## Problem to work on
Rewrite the material from the line with "Objective: for every instance of the cityscape, indicate" through the end of the material, swapping "floral skirt" for "patterned skirt" and leaving everything else unchanged.

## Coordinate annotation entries
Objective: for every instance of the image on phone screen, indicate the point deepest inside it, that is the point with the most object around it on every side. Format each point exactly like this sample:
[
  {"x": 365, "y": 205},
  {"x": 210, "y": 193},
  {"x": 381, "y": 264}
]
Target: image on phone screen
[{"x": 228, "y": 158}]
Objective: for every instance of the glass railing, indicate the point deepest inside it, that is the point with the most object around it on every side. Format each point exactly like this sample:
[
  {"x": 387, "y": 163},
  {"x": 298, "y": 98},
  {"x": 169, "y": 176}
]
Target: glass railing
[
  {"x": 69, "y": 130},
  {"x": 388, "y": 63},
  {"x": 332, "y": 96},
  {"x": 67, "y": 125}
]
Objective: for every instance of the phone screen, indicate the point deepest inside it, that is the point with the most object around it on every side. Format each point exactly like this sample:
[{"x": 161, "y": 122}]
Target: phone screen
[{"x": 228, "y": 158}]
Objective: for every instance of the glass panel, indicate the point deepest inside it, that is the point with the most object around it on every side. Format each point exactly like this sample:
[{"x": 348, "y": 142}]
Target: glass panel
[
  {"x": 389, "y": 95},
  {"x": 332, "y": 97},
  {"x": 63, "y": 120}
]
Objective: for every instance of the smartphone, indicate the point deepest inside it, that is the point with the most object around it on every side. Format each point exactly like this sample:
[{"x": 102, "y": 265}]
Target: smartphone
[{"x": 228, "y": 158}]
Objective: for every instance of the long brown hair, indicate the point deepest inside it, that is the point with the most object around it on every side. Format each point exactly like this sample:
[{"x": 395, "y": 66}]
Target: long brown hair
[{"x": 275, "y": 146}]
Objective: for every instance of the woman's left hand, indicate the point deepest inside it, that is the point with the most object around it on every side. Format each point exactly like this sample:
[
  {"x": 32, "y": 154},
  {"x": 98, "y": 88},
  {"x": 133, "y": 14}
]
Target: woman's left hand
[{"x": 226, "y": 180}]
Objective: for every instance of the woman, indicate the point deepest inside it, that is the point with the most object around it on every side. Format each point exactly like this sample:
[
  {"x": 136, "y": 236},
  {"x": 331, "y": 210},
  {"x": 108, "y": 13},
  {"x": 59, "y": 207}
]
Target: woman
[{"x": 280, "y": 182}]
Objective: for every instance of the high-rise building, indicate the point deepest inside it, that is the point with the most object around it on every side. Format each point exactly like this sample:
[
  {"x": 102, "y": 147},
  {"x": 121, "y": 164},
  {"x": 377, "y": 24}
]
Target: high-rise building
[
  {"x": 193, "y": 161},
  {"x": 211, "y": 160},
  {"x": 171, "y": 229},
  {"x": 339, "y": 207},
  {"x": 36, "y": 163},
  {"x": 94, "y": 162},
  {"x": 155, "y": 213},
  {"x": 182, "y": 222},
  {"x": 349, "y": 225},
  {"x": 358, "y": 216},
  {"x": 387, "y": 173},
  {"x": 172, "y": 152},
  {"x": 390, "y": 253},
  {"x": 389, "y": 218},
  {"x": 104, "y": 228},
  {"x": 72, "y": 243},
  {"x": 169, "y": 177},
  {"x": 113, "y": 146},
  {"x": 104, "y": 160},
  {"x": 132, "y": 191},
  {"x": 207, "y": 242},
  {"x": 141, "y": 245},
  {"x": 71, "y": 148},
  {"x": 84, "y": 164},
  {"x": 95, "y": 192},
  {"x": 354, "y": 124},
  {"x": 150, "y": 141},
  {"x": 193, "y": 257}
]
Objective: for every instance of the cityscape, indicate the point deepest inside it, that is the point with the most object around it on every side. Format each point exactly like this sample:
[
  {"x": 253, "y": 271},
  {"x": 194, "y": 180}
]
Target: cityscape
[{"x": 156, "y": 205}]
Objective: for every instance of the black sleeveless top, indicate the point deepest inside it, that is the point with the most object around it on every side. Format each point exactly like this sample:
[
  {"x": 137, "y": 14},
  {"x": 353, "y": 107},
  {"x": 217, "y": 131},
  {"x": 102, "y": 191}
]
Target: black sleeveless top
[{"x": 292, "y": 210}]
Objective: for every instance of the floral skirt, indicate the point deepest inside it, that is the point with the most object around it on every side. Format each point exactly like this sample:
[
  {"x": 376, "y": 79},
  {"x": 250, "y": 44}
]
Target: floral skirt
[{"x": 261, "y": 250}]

## The answer
Objective: for every instance of the cityscape, indicate the point deepest inside it, that is the point with the most object around it on every side. Format each point exactly like this sample:
[
  {"x": 253, "y": 271},
  {"x": 194, "y": 180}
]
Target: cityscape
[{"x": 156, "y": 205}]
Objective: for every instance of the black sleeveless top, indicate the point deepest inside it, that is the point with the most object around it on every side. Format each point exactly like this sample:
[
  {"x": 137, "y": 14},
  {"x": 353, "y": 107},
  {"x": 217, "y": 131},
  {"x": 102, "y": 191}
]
Target: black sleeveless top
[{"x": 292, "y": 210}]
Objective: for every instance of the patterned skirt, indicate the point deepest inside it, that is the point with the most object around it on every side. Format each point exactly like this sample:
[
  {"x": 376, "y": 79},
  {"x": 250, "y": 44}
]
Target: patterned skirt
[{"x": 261, "y": 250}]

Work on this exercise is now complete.